● The task: Copy each of the rows below word for word, leaving out the pictures.

◆ ◆ ◆

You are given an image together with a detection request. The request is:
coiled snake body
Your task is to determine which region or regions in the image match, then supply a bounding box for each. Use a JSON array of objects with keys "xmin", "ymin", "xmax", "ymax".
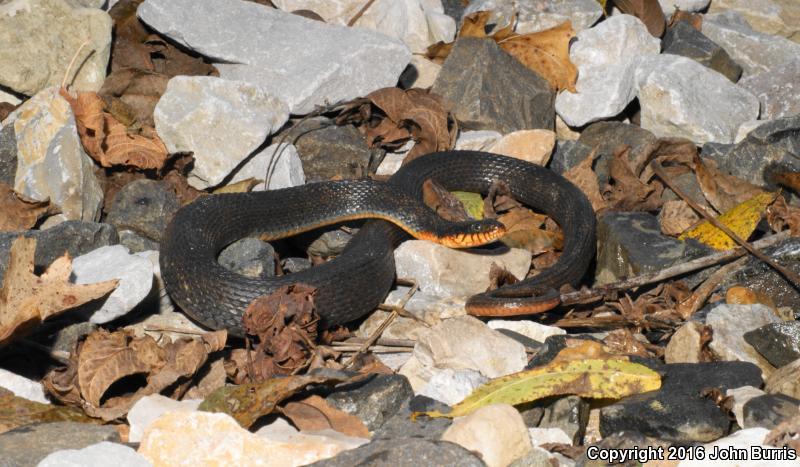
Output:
[{"xmin": 160, "ymin": 151, "xmax": 595, "ymax": 335}]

◆ ◆ ◆

● Full solution:
You are given an image together with a detection request. The request is:
coiled snake body
Your task is to determine which region or regions in the image match, then supply a bounding box for each. Use a JSON array of objects with keys "xmin", "ymin", "xmax", "ymax".
Output:
[{"xmin": 160, "ymin": 151, "xmax": 595, "ymax": 335}]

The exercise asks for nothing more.